Transcrivez les entrées ci-dessous sous forme de liste JSON de chaînes, une chaîne par ligne, en omettant les lignes vides.

Extrait d'un jeu de données
+ + + + + + +

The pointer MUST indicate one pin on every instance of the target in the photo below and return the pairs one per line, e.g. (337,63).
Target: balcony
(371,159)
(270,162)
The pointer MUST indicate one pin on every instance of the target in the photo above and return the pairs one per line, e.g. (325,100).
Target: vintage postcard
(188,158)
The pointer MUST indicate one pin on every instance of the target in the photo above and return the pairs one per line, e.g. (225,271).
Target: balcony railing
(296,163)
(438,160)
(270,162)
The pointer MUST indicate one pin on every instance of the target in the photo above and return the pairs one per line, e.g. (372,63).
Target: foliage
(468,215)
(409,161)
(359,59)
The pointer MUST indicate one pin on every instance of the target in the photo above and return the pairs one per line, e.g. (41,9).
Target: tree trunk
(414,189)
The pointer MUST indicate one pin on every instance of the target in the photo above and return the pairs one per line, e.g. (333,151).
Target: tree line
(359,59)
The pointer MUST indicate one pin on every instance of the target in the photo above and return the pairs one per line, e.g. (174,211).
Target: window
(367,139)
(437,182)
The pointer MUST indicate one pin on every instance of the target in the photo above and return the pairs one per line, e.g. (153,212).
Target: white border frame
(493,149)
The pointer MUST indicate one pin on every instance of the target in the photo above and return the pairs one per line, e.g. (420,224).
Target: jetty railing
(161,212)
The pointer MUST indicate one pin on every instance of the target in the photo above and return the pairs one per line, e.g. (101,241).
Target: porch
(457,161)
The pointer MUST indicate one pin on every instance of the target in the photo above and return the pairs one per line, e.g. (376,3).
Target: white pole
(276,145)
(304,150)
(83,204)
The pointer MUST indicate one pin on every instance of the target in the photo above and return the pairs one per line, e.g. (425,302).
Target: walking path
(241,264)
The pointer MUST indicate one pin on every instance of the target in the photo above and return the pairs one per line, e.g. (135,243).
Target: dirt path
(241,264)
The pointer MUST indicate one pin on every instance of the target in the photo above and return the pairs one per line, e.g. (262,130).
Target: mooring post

+ + + + + + +

### CORRIGÉ DE L'EXERCICE
[
  "The pointer MUST indicate one pin on every instance of the target in the photo below and return the pairs one per line, e.g. (337,63).",
  "Target: balcony",
  "(371,159)",
  "(270,162)",
  "The pointer MUST indicate one pin on every instance of the target in the photo above and return the pairs one per line, e.g. (325,100).",
  "Target: vintage postcard",
  "(188,158)",
  "The pointer MUST indicate one pin on every instance of the target in the photo above and return the pairs one per line, e.g. (225,271).",
  "Target: balcony railing",
  "(296,163)",
  "(438,160)",
  "(270,162)",
  "The pointer MUST indicate one pin on every instance of the target in the photo above and return the pairs one per line, e.g. (372,63).",
  "Target: foliage",
  "(468,215)",
  "(409,161)",
  "(359,59)",
  "The pointer MUST indicate one pin on every instance of the target in the photo above and return the pairs one per line, e.g. (41,9).",
  "Target: tree trunk",
  "(414,189)",
  "The pointer MUST indicate one pin on every instance of the target in the photo above and return the pairs one per line, e.g. (333,151).",
  "Target: tree line",
  "(359,59)",
  "The pointer MUST indicate one pin on every instance of the target in the photo above and return the pairs one per line, e.g. (174,211).",
  "Target: window",
  "(367,139)",
  "(437,182)",
  "The pointer MUST indicate one pin on every instance of the target in the photo above and return the pairs one per line, e.g. (153,212).",
  "Target: white border frame",
  "(493,149)",
  "The pointer MUST indicate one pin on every instance of the target in the photo above and return the pairs one per line, e.g. (420,224).",
  "Target: jetty railing",
  "(161,212)",
  "The pointer MUST indicate one pin on every instance of the target in the photo above and return the pairs one per line, e.g. (101,241).",
  "Target: porch",
  "(457,161)",
  "The pointer MUST indicate one pin on every instance of the target in the photo above and return the pairs one per line, e.g. (376,3).",
  "Target: white pole",
  "(276,145)",
  "(304,150)",
  "(83,204)",
  "The pointer MUST indicate one pin on every instance of the target in the photo above and return the pairs one per line, e.g. (425,302).",
  "Target: walking path",
  "(241,264)",
  "The pointer MUST indicate one pin on every instance of the target in the photo above and return the pairs one per line, e.g. (135,243).",
  "Target: dirt path",
  "(241,264)",
  "The pointer MUST indicate one pin on every instance of the target in the photo above and return the pairs one per line, e.g. (262,130).",
  "Target: mooring post"
]